Which lines in the entries below contain the word "foliage"? Gather every one of them and copy each line in full.

========================================================================

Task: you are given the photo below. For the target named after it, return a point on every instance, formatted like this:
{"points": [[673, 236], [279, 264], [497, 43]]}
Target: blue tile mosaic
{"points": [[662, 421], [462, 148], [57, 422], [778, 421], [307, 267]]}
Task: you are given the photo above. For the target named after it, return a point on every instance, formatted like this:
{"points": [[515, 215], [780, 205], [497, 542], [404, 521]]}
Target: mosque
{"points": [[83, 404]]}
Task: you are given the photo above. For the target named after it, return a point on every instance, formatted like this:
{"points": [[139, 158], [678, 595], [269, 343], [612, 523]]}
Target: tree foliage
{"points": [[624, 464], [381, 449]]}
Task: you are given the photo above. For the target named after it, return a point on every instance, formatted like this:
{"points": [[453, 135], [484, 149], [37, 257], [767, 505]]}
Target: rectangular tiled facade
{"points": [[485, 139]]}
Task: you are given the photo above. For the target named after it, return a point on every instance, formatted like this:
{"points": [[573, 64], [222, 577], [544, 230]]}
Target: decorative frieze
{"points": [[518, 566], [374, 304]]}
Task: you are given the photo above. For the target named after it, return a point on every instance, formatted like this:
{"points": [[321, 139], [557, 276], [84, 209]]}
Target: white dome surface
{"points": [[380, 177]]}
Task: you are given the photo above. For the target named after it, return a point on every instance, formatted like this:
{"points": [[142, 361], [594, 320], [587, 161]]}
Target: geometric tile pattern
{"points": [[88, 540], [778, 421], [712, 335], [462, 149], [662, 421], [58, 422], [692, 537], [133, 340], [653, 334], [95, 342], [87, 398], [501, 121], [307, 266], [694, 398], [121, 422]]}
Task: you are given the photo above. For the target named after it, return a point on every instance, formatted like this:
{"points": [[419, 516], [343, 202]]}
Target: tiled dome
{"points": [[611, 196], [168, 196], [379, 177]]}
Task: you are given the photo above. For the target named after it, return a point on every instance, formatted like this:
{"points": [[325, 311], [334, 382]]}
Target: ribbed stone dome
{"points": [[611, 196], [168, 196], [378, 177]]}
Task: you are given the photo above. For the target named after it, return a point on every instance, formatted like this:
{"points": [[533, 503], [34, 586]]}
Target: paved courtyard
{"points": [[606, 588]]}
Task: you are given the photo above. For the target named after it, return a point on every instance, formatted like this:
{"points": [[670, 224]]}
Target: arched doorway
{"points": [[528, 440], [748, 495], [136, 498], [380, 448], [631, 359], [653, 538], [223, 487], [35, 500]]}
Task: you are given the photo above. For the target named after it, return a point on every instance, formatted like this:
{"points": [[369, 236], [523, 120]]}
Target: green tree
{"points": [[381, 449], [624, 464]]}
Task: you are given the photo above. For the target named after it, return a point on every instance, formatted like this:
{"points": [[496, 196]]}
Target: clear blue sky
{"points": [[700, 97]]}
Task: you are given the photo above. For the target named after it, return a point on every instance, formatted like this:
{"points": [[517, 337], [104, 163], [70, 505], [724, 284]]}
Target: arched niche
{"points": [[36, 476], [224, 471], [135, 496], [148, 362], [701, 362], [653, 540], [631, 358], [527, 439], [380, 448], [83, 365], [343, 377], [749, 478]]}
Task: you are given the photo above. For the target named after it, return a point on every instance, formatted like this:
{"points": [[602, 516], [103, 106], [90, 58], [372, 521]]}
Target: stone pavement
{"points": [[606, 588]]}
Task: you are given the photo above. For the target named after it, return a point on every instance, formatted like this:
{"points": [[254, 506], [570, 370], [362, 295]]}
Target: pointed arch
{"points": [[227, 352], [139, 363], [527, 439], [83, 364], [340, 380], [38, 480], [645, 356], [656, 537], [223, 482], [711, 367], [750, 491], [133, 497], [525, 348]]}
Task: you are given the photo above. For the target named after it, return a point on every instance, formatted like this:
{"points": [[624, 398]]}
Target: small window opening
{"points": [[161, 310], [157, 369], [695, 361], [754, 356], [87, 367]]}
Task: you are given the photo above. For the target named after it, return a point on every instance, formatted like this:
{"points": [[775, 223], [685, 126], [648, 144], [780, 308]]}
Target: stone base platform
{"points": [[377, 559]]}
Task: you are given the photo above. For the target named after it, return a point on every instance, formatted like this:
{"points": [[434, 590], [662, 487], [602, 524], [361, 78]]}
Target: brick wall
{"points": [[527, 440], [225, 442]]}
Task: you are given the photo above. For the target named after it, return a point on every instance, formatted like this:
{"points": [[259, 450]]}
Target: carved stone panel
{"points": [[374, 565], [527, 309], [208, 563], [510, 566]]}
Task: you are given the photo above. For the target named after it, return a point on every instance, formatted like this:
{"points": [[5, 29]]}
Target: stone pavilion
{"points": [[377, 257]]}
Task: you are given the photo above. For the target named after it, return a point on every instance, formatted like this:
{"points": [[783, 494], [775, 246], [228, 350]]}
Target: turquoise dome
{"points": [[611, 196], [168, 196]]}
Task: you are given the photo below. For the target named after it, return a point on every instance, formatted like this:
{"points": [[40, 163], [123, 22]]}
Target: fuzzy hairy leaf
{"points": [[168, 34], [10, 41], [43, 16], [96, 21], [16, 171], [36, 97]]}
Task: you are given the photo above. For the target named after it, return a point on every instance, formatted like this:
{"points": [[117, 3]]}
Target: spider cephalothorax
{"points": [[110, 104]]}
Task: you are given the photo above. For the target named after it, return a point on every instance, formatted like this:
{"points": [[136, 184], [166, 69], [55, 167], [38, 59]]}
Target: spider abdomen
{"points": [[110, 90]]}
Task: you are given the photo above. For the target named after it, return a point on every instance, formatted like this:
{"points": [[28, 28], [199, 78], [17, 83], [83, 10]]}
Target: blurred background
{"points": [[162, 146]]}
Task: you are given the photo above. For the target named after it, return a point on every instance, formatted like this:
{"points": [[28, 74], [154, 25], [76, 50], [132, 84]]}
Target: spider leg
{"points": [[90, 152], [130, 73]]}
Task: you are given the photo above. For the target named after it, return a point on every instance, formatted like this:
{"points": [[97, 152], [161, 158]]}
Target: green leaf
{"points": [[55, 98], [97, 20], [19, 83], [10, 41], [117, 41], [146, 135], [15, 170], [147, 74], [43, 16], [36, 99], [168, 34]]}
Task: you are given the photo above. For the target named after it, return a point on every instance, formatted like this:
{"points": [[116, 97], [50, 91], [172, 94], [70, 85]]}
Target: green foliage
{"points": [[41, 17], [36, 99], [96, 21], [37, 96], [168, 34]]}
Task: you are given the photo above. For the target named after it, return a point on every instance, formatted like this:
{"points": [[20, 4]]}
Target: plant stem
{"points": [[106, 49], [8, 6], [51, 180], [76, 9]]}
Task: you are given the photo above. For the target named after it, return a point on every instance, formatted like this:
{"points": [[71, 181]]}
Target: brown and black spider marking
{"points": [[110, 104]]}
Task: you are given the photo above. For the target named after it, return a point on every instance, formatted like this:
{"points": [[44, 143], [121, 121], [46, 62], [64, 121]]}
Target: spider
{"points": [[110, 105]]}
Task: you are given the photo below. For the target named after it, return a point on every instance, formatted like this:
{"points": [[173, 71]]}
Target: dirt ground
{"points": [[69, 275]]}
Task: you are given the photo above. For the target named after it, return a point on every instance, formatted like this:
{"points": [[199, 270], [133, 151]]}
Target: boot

========================================================================

- SOLUTION -
Target: tree foliage
Target: green foliage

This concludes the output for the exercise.